Selected excerpt.
>>
Nutrition is the other key factor to ensuring a fully functioning immune system, with sufficient energy and protein required through provision of plentiful supplies of milk to provide the building blocks for production of antibodies and other immune components. Calves that are undernourished (fed less than their energy requirement for maintenance and growth, which is around 8L to 10L per day depending on calf size) will have reduced immune function, with nutritional stress shown to increase cortisol levels and decrease neutrophil function, resulting in a higher risk of developing BRD.
The other “solution” to increasing the resilience of a calf is through the strategic use of vaccinations. Intranasal vaccines provide a fantastic opportunity for provision of early life protection, through both local mucosal antibody responses as well as having a priming effect on the systemic immune system (Woolums, 2007). The vaccines work by inducing both innate immune activation of dendritic and M cells, as well as humoral immunoglobulin A production in the upper respiratory tract mucosa (Holmgren and Czerkinsky, 2005). While vaccination has been shown to reduce the level of physiological lung consolidation during subsequent infections, it also reduces viral shedding, helping to “dilute” the pathogen level in the youngstock housing environment and reducing risk to other calves.
<<
Goal of the exercise. List every type of cell named in the passage on calf immunity.

Information.
>>
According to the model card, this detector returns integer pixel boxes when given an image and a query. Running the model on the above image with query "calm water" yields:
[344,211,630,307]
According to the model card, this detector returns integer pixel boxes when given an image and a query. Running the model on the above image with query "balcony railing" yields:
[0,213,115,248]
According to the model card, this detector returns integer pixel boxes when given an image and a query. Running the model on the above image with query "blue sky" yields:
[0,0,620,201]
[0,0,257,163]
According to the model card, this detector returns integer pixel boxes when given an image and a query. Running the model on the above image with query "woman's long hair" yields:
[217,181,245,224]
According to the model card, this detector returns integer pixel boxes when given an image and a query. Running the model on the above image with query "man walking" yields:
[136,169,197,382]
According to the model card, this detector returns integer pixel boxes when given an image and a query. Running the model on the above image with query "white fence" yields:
<<
Exercise response. Neutrophils, dendritic cells, M cells